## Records

☆ ☆ ☆ ☆

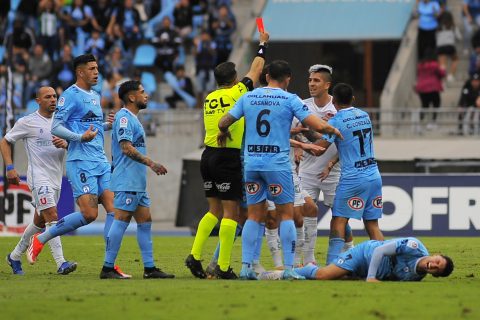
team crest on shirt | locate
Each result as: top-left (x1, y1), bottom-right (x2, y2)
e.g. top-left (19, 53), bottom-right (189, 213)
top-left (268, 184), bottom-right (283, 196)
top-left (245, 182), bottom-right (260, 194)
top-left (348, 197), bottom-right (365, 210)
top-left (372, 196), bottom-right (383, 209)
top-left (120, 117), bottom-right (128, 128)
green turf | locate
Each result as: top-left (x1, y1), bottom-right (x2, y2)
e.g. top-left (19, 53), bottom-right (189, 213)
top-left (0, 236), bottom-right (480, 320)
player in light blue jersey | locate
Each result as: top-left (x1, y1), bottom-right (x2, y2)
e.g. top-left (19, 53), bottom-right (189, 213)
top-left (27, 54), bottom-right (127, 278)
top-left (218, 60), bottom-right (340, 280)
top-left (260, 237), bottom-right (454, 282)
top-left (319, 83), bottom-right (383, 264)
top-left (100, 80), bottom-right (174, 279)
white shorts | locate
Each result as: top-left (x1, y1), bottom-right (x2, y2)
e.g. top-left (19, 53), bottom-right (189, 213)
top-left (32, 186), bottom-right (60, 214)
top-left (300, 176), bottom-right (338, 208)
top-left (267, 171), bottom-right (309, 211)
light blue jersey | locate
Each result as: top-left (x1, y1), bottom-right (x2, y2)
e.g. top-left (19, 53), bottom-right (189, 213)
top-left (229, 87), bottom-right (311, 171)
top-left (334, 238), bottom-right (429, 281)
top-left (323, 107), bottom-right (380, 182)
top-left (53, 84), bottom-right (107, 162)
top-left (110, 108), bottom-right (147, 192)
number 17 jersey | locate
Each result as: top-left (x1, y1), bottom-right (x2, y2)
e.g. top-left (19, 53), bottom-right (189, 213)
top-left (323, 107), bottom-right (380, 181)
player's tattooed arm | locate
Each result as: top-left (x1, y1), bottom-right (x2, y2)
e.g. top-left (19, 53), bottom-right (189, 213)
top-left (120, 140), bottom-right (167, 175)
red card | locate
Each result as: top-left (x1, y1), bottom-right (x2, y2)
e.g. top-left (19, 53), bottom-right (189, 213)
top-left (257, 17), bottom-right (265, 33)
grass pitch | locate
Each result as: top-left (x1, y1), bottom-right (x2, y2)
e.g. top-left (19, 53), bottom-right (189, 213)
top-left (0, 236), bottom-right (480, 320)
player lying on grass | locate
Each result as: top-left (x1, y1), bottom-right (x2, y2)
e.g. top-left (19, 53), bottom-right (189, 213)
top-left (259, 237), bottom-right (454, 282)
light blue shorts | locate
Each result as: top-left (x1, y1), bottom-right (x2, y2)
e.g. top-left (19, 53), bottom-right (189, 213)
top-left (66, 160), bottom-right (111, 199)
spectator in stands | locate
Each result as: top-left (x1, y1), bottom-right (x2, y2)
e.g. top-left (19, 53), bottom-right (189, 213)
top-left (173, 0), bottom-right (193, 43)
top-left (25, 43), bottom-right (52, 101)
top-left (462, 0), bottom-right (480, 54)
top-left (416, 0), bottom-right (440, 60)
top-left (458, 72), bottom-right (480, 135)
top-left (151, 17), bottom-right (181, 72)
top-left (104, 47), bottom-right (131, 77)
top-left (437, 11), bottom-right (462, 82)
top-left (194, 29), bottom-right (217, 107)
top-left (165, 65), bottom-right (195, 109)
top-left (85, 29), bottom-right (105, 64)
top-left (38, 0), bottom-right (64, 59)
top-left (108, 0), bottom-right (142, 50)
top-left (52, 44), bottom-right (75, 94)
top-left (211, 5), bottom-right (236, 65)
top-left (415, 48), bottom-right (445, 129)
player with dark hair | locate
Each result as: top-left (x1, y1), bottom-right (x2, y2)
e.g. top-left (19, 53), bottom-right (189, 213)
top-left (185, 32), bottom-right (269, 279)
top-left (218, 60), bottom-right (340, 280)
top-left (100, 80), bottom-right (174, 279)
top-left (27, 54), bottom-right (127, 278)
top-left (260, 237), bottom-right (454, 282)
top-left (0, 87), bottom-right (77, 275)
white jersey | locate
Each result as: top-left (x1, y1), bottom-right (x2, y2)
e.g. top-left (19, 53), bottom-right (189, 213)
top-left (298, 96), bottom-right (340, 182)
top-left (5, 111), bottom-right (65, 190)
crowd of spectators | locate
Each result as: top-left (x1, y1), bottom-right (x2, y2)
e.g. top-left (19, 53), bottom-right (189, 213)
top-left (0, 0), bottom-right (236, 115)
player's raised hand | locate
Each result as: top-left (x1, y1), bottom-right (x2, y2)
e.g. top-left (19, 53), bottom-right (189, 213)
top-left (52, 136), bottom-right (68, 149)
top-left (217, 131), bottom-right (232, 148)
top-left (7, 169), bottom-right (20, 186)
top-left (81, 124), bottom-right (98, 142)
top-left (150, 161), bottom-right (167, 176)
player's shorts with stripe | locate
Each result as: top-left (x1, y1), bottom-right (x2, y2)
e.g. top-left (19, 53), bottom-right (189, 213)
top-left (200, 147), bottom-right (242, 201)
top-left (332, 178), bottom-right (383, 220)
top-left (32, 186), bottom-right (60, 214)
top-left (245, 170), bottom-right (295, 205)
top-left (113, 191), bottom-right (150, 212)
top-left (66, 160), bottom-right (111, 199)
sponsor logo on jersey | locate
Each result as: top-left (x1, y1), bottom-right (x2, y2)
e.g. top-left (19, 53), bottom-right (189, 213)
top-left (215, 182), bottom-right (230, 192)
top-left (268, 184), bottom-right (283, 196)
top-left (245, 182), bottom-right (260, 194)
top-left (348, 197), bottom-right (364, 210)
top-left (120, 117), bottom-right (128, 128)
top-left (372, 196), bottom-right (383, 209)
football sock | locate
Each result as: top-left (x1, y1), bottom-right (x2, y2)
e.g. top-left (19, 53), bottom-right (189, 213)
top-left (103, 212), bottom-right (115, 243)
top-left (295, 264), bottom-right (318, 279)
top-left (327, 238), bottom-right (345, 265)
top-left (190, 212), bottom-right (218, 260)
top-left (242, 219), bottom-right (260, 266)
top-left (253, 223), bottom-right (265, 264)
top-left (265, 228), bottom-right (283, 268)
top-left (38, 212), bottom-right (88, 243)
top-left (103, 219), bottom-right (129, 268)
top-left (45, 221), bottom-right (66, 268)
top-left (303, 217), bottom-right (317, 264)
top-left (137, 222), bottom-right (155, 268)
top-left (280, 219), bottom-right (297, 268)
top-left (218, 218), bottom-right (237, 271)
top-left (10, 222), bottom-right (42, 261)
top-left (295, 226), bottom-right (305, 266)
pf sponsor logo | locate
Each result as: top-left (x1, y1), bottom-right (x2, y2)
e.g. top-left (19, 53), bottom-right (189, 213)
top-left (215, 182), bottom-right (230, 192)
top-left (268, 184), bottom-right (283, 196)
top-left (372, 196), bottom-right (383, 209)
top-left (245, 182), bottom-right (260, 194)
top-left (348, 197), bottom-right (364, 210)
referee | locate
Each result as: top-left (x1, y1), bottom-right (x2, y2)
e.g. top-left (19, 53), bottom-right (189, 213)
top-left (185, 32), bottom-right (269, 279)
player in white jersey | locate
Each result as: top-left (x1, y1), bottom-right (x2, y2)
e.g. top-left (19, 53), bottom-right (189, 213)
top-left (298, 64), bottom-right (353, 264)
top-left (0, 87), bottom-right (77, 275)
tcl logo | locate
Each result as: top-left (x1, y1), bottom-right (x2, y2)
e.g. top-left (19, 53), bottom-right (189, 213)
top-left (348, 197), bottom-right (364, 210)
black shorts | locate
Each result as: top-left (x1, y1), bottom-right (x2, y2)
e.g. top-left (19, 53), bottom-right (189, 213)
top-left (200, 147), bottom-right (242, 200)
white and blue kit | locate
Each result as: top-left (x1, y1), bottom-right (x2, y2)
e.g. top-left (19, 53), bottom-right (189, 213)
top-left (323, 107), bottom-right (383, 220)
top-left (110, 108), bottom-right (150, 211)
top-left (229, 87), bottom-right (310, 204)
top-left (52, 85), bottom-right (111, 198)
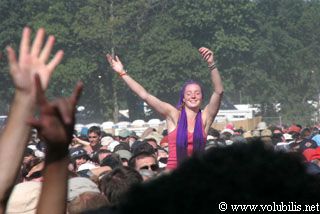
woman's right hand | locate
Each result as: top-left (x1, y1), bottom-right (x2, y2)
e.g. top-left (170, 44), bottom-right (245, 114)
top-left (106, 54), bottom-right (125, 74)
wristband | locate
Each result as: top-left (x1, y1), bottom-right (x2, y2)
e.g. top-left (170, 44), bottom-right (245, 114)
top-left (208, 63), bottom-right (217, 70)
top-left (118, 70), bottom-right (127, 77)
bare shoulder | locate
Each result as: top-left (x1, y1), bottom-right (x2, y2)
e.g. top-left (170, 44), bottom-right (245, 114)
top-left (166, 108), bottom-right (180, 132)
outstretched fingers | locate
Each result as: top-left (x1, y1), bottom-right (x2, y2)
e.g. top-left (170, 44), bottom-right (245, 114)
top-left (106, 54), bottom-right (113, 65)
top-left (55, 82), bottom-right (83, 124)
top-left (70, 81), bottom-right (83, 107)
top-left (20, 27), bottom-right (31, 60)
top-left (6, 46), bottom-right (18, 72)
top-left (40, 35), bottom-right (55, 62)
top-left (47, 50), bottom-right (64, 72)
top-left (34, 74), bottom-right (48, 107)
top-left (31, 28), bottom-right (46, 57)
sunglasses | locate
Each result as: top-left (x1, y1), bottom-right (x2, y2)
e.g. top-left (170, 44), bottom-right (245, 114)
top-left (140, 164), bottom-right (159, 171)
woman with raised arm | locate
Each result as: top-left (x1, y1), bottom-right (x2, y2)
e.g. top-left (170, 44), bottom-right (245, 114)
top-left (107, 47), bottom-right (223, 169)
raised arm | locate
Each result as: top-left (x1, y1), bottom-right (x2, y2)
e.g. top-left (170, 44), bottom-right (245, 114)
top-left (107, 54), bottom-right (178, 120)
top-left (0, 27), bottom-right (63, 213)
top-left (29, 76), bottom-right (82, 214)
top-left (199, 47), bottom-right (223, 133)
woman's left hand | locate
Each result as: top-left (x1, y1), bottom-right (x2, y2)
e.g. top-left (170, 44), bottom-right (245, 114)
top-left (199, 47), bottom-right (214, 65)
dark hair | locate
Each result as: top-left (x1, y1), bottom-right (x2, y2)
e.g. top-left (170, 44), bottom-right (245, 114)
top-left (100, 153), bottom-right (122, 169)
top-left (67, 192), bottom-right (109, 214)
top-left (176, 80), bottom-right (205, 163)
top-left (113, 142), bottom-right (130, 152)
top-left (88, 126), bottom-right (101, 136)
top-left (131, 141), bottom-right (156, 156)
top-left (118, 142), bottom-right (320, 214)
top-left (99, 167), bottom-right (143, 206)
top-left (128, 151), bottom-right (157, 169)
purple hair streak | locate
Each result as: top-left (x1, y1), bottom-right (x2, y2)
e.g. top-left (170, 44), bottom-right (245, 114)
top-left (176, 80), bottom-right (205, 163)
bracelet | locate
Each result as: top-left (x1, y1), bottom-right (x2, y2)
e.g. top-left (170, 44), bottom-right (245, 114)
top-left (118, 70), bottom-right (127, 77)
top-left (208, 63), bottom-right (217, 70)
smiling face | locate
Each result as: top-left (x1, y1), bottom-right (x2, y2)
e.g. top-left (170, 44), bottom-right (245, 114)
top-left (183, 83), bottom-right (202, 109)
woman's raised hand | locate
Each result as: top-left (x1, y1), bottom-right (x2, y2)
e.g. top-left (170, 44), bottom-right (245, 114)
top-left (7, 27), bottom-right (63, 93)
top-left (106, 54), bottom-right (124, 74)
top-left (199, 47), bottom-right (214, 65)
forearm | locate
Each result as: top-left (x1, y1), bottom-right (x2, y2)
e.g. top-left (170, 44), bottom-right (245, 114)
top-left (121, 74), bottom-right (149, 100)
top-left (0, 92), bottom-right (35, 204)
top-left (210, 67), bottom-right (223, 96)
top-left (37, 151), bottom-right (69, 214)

☆ ☆ ☆ ☆

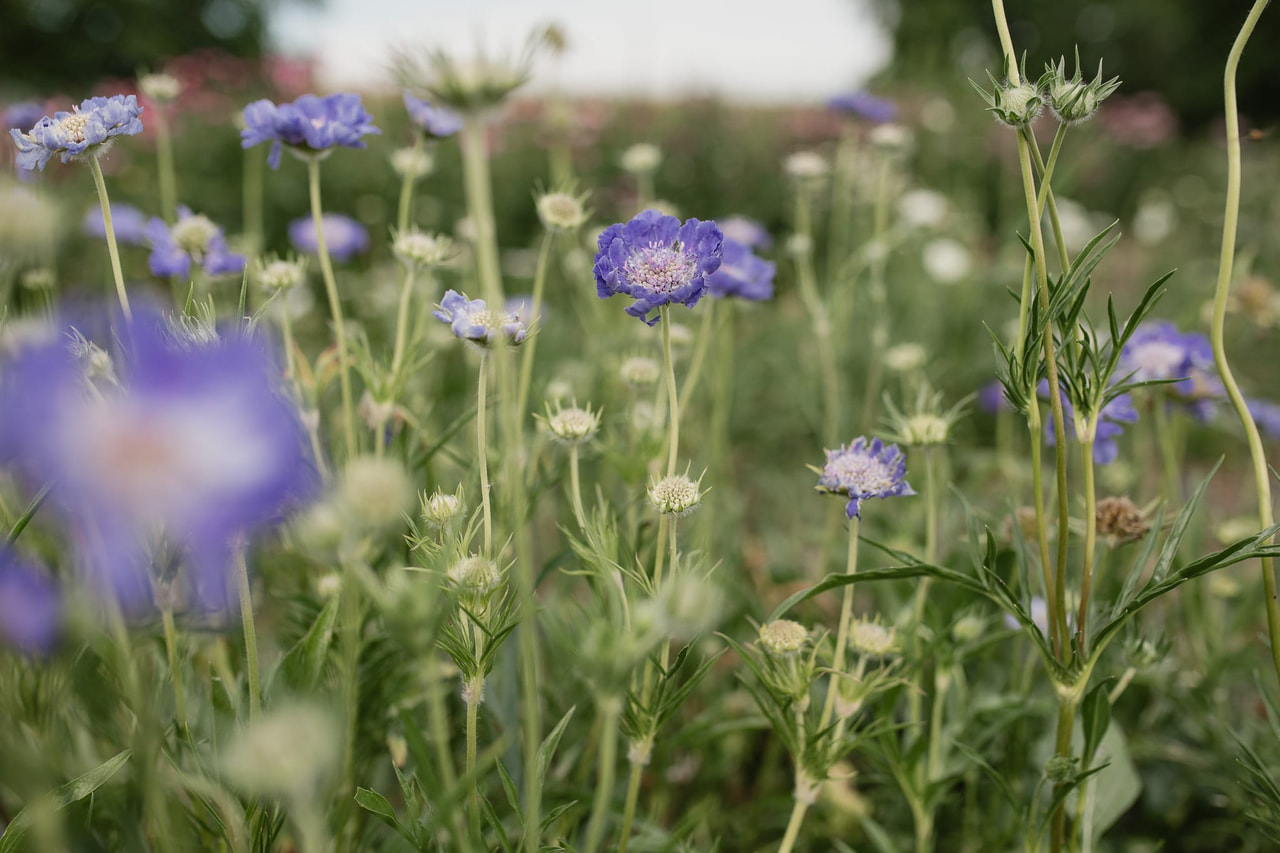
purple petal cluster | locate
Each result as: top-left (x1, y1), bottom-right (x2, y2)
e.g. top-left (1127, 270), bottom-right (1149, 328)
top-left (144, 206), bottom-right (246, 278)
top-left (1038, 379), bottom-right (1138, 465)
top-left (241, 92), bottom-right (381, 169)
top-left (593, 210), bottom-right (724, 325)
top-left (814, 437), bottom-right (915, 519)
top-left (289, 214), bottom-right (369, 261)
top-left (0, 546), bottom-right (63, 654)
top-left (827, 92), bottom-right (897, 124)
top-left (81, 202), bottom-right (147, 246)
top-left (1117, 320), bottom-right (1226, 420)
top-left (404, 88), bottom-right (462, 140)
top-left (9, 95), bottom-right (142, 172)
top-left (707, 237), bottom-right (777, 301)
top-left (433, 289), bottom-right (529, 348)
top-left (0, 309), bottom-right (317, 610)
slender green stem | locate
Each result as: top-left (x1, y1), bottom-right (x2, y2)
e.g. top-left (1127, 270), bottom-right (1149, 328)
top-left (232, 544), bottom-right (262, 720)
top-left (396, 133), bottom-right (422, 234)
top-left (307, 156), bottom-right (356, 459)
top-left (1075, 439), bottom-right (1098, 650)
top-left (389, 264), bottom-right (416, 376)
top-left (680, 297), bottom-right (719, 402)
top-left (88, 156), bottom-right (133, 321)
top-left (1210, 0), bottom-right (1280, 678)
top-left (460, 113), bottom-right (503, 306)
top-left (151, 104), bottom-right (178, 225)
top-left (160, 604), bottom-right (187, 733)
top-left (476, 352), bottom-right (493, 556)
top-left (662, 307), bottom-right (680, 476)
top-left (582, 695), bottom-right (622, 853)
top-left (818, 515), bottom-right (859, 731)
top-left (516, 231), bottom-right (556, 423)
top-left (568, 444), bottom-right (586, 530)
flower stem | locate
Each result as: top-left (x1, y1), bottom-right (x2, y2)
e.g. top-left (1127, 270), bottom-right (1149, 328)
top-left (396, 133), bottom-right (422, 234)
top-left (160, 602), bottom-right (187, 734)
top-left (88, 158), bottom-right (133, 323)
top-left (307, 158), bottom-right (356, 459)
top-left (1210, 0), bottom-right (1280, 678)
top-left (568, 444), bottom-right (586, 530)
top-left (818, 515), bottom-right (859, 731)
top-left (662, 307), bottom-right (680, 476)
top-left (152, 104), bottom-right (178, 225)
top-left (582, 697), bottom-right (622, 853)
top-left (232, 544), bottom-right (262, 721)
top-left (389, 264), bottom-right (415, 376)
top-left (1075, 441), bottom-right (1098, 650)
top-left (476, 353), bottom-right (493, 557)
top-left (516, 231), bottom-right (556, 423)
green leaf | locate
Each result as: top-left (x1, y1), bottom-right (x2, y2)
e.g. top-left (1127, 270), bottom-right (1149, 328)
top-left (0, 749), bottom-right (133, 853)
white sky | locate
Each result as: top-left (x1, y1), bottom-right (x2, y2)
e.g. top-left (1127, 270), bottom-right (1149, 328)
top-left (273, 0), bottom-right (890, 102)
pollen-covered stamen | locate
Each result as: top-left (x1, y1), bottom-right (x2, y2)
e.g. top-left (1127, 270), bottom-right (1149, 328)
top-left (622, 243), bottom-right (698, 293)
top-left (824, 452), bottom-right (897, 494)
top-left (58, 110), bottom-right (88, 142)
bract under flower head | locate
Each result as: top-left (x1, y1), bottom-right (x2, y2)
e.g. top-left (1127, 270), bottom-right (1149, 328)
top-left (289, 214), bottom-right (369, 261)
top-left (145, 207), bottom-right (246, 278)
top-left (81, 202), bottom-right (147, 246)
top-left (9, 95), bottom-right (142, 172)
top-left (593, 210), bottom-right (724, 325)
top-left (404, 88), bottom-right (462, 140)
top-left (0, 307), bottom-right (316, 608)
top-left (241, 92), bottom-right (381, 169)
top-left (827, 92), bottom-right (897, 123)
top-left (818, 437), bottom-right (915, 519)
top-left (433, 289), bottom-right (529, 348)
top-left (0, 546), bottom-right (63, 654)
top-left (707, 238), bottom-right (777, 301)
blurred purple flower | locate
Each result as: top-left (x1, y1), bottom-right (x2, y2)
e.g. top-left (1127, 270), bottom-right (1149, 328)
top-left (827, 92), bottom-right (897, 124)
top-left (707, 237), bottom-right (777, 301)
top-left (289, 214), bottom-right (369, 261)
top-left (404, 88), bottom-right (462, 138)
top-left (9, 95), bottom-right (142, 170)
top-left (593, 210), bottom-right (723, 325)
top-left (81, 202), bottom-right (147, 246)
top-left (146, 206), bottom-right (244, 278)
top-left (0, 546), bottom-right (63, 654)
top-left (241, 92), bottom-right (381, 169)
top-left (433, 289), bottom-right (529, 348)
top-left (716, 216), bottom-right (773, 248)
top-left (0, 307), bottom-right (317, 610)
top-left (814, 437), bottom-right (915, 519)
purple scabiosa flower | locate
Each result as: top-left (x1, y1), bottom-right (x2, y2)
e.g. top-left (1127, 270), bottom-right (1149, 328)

☆ ☆ ☆ ☆

## What to do
Copy out every line of the records from the one containing "team crest on shirt | locate" down to the one containing "top-left (110, 108), bottom-right (147, 192)", both included, without changing anything.

## Response
team crest on shirt | locate
Each result as: top-left (x1, y1), bottom-right (x2, y2)
e.g. top-left (19, 53), bottom-right (189, 213)
top-left (268, 184), bottom-right (283, 196)
top-left (245, 182), bottom-right (260, 194)
top-left (348, 197), bottom-right (365, 210)
top-left (372, 196), bottom-right (383, 209)
top-left (120, 117), bottom-right (128, 128)
green turf | locate
Each result as: top-left (x1, y1), bottom-right (x2, y2)
e.g. top-left (19, 53), bottom-right (189, 213)
top-left (0, 236), bottom-right (480, 320)
player in light blue jersey | locate
Each result as: top-left (x1, y1), bottom-right (x2, y2)
e.g. top-left (19, 53), bottom-right (189, 213)
top-left (27, 54), bottom-right (127, 278)
top-left (218, 60), bottom-right (340, 280)
top-left (260, 237), bottom-right (454, 282)
top-left (319, 83), bottom-right (383, 264)
top-left (100, 80), bottom-right (174, 279)
white shorts | locate
Each result as: top-left (x1, y1), bottom-right (x2, y2)
e.g. top-left (19, 53), bottom-right (189, 213)
top-left (32, 186), bottom-right (60, 214)
top-left (300, 176), bottom-right (338, 208)
top-left (267, 171), bottom-right (309, 211)
light blue jersey | locate
Each result as: top-left (x1, y1), bottom-right (x2, y2)
e.g. top-left (19, 53), bottom-right (189, 213)
top-left (229, 87), bottom-right (311, 171)
top-left (334, 238), bottom-right (429, 281)
top-left (323, 107), bottom-right (380, 182)
top-left (53, 84), bottom-right (107, 162)
top-left (110, 108), bottom-right (147, 192)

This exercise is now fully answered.